(Beginning of TEXT PROVIDED)
BOXING Day football is a staple of every English season.

Your guts may be stuffed to overflowing and your head might be a bit fuzzy or throbbing, but the Boxing Day programme will usually sort all that out.

It’s even better if we’re at home. You simply stumble to the ground, take some medicine to quell the rumbles if you’re lucky enough to get to the bar and settle in.

That tradition was removed for Liverpool in 2019.

Leicester away has become a good fixture in recent years. Since their improvement to the point of Champions under Claudio Raneiri there’s always been a fair bit riding on this fixture and with The Reds unbeaten at that point, it wouldn’t have been a shock had we ceded all three points. Not ideal given the audience and league position of both sides, but by no means out of the question.

And though time and, shall we say, ‘events’ may have eroded the memory of this somewhat, Leicester had reached the stage where you’d look for their results as you left the ground. They were becoming a bit of a menace. Oh, they weren’t as concerning as City, but they were on a roll and this was a hell of a time to face them.

Or, it was an ideal time to shove them away. Only Liverpool knew which it would be.

The standard Boxing Day 3pm hangover/on it/hangover cycle had been denied us this time. Sky – or somebody like them – had moved our game to an 8pm kick off.

The significance of changing kick-off times isn’t always appreciated by those unfortunate enough to attend the game. On paper it makes perfect sense. The top two teams in the league scrapping it out in front of a national audience on a public holiday. Surely, we can all appreciate that.

Not if you live in Liverpool, have a ticket and need a train to get you there and back. You’d need a nice passenger seat in a car, like me, or a coach. Anything else required a bed or a couch somewhere and more time away from your family than you’d promised a few weeks earlier when negotiating where you’ll be with family to visit.

It’s easy to say ‘don’t go then’ but what if you’d sorted one of your kids with a ticket for the 3pm kick off? What if you promised someone that you’d be home by 8 or 9pm? Tough. Sky or BT Sport said otherwise.

I was lucky but my chauffeur, so to speak, wasn’t. My brother-in-law and I spent Christmas at a hotel in Chester with other relatives and he offered to do the driving. The plan was to get back and have a late-ish meal with the others and head off home the next day. He was taking his aunt home the following morning.

Guess where he lives.

Yep. A small village on the outskirts of Leicester.

So, his day was a trip from Chester to Leicester to Chester again followed by a few hours kip and then taking his aunt home before heading off to Leicester. Again.

The things we do for this club.

Leicester City began the day 10pts behind us, and even then we had a game in hand thanks to the Qatar thing. This was our first game back since becoming world champions and the away end reminded the home fans of that fact at every opportunity.

Nevertheless, the night could end with us being seven points ahead. Thirteen ahead on Boxing Day would mean that we could talk about Liverpool finally being crowned as…

Nah. Too early for that.
(End of TEXT PROVIDED)
(Beginning of ENTRIES PROVIDED)
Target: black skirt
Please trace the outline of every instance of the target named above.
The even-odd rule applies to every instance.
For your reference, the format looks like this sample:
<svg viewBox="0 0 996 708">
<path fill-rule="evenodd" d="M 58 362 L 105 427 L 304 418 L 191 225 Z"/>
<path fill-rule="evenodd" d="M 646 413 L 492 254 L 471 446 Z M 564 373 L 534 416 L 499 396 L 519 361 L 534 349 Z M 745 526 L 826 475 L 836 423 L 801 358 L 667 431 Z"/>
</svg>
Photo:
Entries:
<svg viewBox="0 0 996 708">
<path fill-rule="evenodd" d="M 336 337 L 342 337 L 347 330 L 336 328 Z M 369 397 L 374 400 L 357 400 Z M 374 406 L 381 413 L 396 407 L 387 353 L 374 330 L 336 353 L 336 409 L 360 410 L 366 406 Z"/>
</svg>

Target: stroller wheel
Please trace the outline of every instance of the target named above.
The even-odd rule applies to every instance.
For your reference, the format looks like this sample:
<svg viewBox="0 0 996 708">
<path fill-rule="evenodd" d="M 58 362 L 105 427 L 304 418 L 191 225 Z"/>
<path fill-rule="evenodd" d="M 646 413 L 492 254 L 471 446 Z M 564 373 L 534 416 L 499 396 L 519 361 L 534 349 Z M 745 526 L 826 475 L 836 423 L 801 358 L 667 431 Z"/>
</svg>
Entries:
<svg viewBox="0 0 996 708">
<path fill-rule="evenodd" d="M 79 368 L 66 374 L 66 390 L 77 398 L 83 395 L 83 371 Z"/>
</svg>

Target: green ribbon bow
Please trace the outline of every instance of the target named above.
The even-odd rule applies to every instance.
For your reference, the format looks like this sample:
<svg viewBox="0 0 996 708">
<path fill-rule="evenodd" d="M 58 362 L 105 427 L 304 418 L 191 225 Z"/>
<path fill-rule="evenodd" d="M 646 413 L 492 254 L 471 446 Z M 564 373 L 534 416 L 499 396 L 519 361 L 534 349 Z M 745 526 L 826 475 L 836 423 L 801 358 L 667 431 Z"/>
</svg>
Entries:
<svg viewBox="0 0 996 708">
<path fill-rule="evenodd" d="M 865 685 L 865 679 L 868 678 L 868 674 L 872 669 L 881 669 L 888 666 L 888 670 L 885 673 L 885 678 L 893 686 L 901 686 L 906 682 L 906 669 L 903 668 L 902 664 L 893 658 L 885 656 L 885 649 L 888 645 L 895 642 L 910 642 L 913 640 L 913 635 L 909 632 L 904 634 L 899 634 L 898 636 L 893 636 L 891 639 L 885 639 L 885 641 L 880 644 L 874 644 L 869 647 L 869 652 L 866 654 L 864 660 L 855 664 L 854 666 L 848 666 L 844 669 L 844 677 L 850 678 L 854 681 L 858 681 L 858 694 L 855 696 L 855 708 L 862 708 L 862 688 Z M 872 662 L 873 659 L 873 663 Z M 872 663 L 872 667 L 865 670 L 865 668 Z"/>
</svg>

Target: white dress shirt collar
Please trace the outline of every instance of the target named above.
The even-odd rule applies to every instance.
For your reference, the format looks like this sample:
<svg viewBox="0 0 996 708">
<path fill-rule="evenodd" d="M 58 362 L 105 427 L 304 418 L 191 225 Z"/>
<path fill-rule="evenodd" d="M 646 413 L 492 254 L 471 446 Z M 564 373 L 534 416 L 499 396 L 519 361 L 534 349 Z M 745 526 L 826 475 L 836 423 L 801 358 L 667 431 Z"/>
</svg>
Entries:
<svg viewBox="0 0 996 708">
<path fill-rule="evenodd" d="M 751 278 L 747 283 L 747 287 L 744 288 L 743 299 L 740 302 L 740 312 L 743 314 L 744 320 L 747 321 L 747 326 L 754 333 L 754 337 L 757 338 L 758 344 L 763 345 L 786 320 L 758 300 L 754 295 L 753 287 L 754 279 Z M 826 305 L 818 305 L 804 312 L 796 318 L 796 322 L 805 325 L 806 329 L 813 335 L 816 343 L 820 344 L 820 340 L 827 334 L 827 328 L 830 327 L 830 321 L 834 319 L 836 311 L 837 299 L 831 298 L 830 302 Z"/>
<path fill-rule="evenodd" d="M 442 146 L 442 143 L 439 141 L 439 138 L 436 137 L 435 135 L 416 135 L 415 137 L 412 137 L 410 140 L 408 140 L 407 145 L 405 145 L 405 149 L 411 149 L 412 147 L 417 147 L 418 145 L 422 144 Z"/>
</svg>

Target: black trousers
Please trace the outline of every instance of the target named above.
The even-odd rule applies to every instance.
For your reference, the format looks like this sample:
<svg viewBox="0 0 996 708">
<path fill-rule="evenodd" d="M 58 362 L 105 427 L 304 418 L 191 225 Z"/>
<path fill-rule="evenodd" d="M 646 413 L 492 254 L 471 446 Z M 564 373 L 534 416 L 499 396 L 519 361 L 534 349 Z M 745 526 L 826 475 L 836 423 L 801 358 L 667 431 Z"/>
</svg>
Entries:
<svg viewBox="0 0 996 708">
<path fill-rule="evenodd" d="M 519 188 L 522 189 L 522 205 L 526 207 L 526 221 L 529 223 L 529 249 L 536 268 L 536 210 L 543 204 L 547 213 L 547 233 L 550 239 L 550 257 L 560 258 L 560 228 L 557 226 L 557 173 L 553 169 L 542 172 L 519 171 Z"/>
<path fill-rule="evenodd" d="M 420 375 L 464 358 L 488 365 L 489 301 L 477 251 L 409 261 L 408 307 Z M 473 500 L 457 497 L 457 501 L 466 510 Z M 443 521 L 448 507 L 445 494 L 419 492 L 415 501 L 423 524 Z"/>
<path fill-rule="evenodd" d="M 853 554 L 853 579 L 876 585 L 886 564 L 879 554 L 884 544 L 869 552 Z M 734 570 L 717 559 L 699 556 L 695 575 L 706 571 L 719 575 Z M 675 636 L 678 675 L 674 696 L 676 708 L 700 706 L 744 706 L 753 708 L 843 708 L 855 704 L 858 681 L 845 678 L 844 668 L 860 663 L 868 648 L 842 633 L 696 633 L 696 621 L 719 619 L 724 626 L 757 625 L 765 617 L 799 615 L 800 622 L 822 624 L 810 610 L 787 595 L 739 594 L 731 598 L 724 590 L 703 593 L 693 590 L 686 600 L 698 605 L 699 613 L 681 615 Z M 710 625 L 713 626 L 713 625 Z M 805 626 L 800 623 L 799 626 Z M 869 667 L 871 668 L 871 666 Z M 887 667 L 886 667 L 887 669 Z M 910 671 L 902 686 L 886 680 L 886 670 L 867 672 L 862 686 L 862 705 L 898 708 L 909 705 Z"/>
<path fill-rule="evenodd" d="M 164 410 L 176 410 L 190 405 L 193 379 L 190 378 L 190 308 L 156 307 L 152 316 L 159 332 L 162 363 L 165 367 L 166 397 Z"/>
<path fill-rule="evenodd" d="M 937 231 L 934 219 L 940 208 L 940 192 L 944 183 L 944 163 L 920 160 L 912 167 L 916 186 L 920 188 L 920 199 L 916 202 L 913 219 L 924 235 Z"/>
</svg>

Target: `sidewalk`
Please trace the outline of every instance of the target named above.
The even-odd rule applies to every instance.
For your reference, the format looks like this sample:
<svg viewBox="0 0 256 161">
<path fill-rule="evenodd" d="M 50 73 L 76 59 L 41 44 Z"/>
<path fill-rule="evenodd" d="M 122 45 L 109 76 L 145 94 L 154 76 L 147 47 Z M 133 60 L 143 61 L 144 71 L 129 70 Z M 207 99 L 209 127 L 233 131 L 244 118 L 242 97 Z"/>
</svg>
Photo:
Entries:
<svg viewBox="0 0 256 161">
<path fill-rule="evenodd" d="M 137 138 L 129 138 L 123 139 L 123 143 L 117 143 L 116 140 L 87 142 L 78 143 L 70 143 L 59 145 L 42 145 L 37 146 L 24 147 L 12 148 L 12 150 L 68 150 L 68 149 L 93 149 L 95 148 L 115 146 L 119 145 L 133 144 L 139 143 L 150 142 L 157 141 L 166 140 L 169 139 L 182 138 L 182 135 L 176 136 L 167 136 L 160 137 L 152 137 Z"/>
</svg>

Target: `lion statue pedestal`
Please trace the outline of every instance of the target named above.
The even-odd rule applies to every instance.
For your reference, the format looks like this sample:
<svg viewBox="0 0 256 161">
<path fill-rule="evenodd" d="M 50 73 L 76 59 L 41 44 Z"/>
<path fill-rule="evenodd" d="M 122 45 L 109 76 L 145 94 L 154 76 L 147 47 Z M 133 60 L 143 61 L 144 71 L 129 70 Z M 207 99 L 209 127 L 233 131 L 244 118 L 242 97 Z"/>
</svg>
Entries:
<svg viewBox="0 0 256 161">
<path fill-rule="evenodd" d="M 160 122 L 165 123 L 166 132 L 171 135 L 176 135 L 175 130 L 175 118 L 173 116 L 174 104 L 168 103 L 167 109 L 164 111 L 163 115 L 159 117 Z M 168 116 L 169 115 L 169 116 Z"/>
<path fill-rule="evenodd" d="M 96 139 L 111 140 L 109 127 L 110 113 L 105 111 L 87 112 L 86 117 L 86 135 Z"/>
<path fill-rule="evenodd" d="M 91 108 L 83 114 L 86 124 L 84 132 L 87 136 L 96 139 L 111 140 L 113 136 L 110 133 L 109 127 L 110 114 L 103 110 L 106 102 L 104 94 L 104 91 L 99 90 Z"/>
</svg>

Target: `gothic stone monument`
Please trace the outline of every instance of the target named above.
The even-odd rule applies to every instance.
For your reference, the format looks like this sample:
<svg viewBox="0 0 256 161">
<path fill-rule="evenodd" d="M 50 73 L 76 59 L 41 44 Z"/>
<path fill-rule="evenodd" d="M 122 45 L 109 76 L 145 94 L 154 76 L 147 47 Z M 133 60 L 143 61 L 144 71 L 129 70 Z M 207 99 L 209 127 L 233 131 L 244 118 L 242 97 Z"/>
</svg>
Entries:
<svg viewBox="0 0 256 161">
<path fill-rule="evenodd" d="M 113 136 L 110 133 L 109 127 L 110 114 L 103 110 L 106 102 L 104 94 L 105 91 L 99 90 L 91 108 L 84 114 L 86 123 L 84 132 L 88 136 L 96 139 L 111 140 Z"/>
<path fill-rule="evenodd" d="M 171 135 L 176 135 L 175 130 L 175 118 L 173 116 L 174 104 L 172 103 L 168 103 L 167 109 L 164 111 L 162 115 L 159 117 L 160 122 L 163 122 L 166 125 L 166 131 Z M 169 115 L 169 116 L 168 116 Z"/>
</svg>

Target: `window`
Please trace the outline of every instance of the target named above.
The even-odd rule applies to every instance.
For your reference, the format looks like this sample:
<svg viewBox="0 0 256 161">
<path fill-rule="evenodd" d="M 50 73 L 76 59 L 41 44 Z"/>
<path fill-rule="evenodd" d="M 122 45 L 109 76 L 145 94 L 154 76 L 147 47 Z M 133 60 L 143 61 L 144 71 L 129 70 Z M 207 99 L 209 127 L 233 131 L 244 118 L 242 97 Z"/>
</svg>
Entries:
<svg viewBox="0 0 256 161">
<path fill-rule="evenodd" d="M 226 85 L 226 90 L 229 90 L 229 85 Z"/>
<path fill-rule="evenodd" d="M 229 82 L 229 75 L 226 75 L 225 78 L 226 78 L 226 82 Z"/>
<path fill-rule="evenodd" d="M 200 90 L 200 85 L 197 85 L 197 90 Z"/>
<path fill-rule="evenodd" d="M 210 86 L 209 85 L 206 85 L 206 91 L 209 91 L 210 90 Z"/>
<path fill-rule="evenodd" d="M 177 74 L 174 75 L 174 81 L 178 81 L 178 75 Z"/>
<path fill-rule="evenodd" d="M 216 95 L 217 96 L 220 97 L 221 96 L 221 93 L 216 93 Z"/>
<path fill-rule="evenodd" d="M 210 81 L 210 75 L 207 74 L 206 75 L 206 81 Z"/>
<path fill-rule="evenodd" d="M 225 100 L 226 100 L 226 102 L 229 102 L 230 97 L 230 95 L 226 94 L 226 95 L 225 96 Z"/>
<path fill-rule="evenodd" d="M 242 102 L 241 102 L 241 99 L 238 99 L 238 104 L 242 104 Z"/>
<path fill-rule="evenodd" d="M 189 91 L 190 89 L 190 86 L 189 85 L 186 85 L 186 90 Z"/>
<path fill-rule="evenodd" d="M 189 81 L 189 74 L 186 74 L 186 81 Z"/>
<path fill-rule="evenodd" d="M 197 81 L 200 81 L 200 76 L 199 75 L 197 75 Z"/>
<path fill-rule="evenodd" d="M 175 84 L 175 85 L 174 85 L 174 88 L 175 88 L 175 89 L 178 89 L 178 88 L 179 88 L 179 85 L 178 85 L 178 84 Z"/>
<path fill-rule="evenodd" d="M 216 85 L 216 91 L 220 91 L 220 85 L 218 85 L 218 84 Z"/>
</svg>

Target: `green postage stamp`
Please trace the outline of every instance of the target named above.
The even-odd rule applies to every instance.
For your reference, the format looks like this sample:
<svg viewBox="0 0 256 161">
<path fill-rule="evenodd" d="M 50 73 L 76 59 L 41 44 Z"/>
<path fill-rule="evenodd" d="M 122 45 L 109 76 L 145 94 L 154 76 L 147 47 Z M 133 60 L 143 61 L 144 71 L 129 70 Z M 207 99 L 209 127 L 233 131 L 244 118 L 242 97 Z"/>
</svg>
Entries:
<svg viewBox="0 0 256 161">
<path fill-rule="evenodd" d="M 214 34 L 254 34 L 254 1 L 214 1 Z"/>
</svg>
(End of ENTRIES PROVIDED)
THINGS TO DO
1. In the Boxing Day match text, what kick-off time was Liverpool's game moved to?
2. List every means of transport that the Boxing Day match text mentions for getting to the game.
3. Write out the part of the Boxing Day match text starting at "That tradition was" and ending at "it would be.".

REPLIES
1. 8pm

2. Train, car, coach

3.
That tradition was removed for Liverpool in 2019.

Leicester away has become a good fixture in recent years. Since their improvement to the point of Champions under Claudio Raneiri there’s always been a fair bit riding on this fixture and with The Reds unbeaten at that point, it wouldn’t have been a shock had we ceded all three points. Not ideal given the audience and league position of both sides, but by no means out of the question.

And though time and, shall we say, ‘events’ may have eroded the memory of this somewhat, Leicester had reached the stage where you’d look for their results as you left the ground. They were becoming a bit of a menace. Oh, they weren’t as concerning as City, but they were on a roll and this was a hell of a time to face them.

Or, it was an ideal time to shove them away. Only Liverpool knew which it would be.